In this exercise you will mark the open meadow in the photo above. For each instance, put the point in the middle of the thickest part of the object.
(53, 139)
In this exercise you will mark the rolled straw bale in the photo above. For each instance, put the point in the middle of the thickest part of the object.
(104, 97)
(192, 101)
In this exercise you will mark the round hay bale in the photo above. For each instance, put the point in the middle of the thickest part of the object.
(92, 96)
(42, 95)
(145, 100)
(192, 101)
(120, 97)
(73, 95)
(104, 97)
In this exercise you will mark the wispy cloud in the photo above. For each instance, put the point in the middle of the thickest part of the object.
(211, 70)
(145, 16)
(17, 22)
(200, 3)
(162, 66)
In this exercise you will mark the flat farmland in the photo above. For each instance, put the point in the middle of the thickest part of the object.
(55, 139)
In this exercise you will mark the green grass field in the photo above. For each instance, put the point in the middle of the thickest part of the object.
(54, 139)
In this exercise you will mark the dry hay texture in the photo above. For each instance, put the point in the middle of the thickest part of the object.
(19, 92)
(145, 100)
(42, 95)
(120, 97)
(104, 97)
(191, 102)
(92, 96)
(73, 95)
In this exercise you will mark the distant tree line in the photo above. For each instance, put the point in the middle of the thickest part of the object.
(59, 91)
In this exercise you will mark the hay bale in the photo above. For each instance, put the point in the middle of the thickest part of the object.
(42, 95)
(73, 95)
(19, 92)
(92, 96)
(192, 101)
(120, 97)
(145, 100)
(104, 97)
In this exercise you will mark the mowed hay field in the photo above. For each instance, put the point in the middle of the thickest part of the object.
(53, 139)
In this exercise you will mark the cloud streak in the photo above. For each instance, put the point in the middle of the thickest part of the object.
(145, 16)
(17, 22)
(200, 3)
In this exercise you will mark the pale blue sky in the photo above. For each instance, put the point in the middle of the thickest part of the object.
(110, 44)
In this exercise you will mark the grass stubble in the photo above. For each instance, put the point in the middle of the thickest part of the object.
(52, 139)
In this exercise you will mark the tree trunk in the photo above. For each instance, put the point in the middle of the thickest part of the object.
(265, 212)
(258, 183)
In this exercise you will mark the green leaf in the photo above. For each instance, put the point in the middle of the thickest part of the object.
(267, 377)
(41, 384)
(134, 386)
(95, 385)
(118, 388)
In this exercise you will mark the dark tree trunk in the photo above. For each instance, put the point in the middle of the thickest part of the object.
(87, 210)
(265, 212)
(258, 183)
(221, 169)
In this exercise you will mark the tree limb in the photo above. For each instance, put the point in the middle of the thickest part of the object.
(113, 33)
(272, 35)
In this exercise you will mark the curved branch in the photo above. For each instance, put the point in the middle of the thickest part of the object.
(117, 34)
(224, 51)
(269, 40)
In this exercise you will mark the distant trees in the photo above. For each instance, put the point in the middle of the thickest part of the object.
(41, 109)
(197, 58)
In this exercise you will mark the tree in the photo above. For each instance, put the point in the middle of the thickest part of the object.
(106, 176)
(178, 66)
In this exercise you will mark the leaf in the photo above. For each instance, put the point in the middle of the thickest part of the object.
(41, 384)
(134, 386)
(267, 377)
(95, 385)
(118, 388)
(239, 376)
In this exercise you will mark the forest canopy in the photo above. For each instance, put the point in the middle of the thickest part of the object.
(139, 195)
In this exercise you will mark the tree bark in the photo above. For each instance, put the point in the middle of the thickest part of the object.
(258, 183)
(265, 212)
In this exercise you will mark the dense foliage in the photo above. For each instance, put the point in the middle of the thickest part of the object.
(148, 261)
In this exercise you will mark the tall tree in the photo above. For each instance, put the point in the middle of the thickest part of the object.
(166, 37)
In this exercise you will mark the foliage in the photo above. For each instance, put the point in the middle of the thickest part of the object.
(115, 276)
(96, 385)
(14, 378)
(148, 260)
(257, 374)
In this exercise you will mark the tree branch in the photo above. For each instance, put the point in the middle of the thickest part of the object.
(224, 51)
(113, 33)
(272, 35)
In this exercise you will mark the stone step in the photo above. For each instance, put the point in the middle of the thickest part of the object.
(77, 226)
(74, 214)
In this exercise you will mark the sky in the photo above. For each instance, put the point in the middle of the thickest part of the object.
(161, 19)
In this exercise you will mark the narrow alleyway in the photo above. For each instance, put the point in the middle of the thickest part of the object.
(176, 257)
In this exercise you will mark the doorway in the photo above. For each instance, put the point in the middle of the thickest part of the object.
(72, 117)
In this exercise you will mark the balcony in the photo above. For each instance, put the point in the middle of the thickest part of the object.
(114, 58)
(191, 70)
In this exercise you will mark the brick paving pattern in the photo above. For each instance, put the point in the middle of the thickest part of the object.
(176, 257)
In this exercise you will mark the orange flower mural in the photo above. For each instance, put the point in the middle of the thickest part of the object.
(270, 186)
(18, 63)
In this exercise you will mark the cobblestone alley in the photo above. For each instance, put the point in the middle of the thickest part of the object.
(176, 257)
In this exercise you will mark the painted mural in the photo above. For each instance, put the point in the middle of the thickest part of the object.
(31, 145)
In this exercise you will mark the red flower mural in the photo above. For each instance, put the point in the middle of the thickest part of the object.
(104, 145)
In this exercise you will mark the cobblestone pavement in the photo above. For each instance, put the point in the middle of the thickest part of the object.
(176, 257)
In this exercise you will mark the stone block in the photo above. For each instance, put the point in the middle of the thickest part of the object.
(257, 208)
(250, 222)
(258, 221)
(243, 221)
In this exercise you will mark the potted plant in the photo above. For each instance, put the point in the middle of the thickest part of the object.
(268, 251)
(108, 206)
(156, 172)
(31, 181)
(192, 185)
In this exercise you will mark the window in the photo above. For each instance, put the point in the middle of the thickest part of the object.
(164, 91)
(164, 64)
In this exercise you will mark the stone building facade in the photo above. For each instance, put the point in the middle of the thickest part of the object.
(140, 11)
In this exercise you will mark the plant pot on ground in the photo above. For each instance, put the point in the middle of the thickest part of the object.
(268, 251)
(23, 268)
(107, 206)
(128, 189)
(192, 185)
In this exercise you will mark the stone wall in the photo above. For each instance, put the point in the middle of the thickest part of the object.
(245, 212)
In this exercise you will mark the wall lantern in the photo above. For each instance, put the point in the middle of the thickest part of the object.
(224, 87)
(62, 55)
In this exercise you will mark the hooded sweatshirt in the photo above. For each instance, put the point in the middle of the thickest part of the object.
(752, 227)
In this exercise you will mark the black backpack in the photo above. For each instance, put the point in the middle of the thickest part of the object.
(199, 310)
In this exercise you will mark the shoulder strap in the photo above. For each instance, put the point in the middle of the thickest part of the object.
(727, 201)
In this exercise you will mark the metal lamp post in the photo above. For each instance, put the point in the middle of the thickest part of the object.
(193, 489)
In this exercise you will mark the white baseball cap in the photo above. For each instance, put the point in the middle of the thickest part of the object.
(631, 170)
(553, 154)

THE EXERCISE: Output the records above in their entirety, exactly.

CORRECT RESPONSE:
In this exercise you will mark the open meadow in the photo above. For each instance, put the point in the middle of the thickest part of the object.
(53, 139)
In this exercise you will mark the rolled straw bale in the photo above. For each instance, put the point in the middle of the thickest part of the object.
(104, 97)
(192, 101)
In this exercise you will mark the round hay bale in the photo above. For each instance, put the point in the middle of the thickest part of the object.
(92, 96)
(42, 95)
(145, 100)
(192, 101)
(120, 97)
(73, 95)
(104, 97)
In this exercise you will mark the wispy cloud in the photo above. For each instance, put the point in the middle of the thickest part of the object.
(211, 70)
(145, 16)
(17, 22)
(200, 3)
(162, 66)
In this exercise you will mark the flat farmland in the photo above. For each instance, put the point in the middle of the thickest part of the object.
(55, 139)
In this exercise you will mark the green grass field in the photo above. For each instance, put the point in the middle of the thickest part of the object.
(54, 139)
In this exercise you will mark the dry hay texture in the photo above. For each instance, put the point in the middle of the thickest part of the object.
(19, 92)
(145, 100)
(42, 95)
(120, 97)
(104, 97)
(191, 102)
(92, 96)
(73, 95)
In this exercise you will mark the distant tree line in the photo above. For each instance, put the point in the middle of the thickest part of the object.
(59, 91)
In this exercise you will mark the hay bale in the photo above. For each instance, put the point in the middle of the thickest part of the object.
(42, 95)
(73, 95)
(19, 92)
(92, 96)
(192, 101)
(120, 97)
(145, 100)
(104, 97)
In this exercise you will mark the mowed hay field in the photo above. For each instance, put the point in the middle of the thickest part of the object.
(53, 139)
In this exercise you will mark the cloud streak in the photo above. For each instance, put the point in the middle of the thickest part of the object.
(145, 16)
(17, 22)
(200, 3)
In this exercise you will mark the pale blue sky in the photo above. For each instance, put the point in the middle of the thickest part of the object.
(110, 44)
In this exercise you will mark the grass stubble in the photo above. For each instance, put the point in the middle of the thickest part of the object.
(52, 139)
In this exercise you will mark the tree trunk in the photo above. For each instance, put the point in the middle of the thickest part of the object.
(265, 212)
(258, 183)
In this exercise you will mark the green leaf in the photo above. For each instance, put the point in the middle of the thickest part of the object.
(267, 377)
(41, 384)
(134, 386)
(95, 385)
(118, 388)
In this exercise you will mark the dark tree trunk in the photo above. For each instance, put the point in the middle of the thickest part of the object.
(87, 210)
(265, 212)
(258, 183)
(221, 169)
In this exercise you will mark the tree limb in the photo above. For each instance, put the point in the middle of the thickest part of the object.
(113, 33)
(272, 35)
In this exercise you will mark the curved branch in the photo above. For each instance, put the point in the middle of the thickest part of the object.
(117, 34)
(224, 51)
(269, 40)
In this exercise you will mark the distant trees in the photo above. For each instance, put the point in the middle of the thickest part of the object.
(41, 109)
(197, 58)
In this exercise you will mark the tree in the photo above. For each instance, put the point in the middle of the thickest part of the object.
(106, 176)
(178, 66)
In this exercise you will mark the leaf in the photo above. For each instance, put the point in the middle of the thickest part of the object.
(41, 384)
(134, 386)
(267, 377)
(95, 385)
(118, 388)
(239, 376)
In this exercise you will mark the forest canopy in the photo above. For each instance, put the point in the middle of the thickest part of the object.
(139, 195)
In this exercise you will mark the tree bark in the photo above. For each instance, put the point in the middle of the thickest part of the object.
(258, 183)
(265, 212)
In this exercise you will mark the dense foliage in the photo above. For each instance, put the point in the middle of the thickest part of the object.
(148, 261)
In this exercise you will mark the tall tree in the photo above. For each instance, put the point in the middle of the thickest part of the object.
(166, 37)
In this exercise you will mark the foliage in the photo above. For each instance, put the point in the middle of the thickest part of the object.
(115, 276)
(96, 385)
(14, 378)
(148, 260)
(257, 374)
In this exercise you will mark the tree branch in the photo above. For each instance, put the point in the middle of the thickest part of the object.
(224, 51)
(113, 33)
(272, 35)
In this exercise you will mark the stone step in the photo above. For each instance, put the point in the middle of the thickest part of the object.
(77, 226)
(74, 214)
In this exercise you will mark the sky in the photo above. For each instance, put the point in the middle of the thickest part of the object.
(161, 19)
In this exercise you will mark the narrow alleyway in the photo above. For each instance, put the point in the middle of the thickest part of the object.
(176, 257)
In this exercise you will mark the doorway in the photo above. For each instance, put the point in the middle of the thickest part of the object.
(72, 117)
In this exercise you will mark the balcony in the photo above. For each instance, put the point in the middle of the thickest part of the object.
(114, 58)
(191, 70)
In this exercise you will mark the brick paving pattern in the photo above. For each instance, put the point in the middle of the thickest part of the object.
(176, 257)
In this exercise you will mark the orange flower mural in the photo above. For each instance, put the point in the middle of the thickest part of the object.
(270, 186)
(18, 63)
In this exercise you will mark the cobblestone alley in the photo above. For each instance, put the point in the middle of the thickest part of the object.
(176, 257)
In this exercise you will mark the painted mural in the photo above. For each instance, put the point in the middle of the thickest part of the object.
(31, 145)
In this exercise you will mark the red flower mural in the photo above. For each instance, put the point in the middle of the thickest part of the object.
(104, 145)
In this exercise you will mark the cobblestone pavement in the photo above. For each instance, put the point in the middle of the thickest part of the object.
(176, 257)
In this exercise you will mark the stone block in the photo above. For each instance, put the point in the middle of the thickest part of the object.
(257, 208)
(250, 222)
(258, 221)
(243, 221)
In this exercise you will mark the potted plant in the photo above. For each instance, put the point in the middle of the thickest part of the object.
(268, 251)
(108, 206)
(156, 172)
(31, 181)
(192, 185)
In this exercise you will mark the window in the photo above. For each instance, put the point in the middle of the thickest part of the object.
(164, 91)
(164, 64)
In this exercise you will mark the stone building facade in the photo above. For each instance, put the point in the middle of the thickest part of the object.
(140, 11)
In this exercise you will mark the plant pot on ground in the photo above. For each instance, put the point in the middle of the thickest part of the object.
(268, 251)
(23, 268)
(107, 206)
(128, 189)
(192, 185)
In this exercise you will mark the stone wall in the photo above. For each instance, put the point in the middle of the thickest part of the object.
(245, 212)
In this exercise you will mark the wall lantern in the photo above. For each instance, put the point in the middle of the thickest part of the object.
(224, 87)
(62, 55)
In this exercise you will mark the hooded sweatshirt in the photo above. For each instance, put the point in the middle of the thickest part of the object.
(752, 227)
In this exercise you will mark the black backpack in the photo above. For each instance, put the point in the middle of the thickest part of the object.
(199, 310)
In this exercise you will mark the shoulder strap in the photo above. For each instance, put the point in the middle of the thickest part of the object.
(727, 201)
In this exercise you will mark the metal lamp post in the photo above. For each instance, put the point in the middle of the thickest part of the object.
(193, 489)
In this exercise you will mark the white baseball cap in the photo above. For each instance, put the point in the middle of the thickest part of the object.
(631, 170)
(553, 154)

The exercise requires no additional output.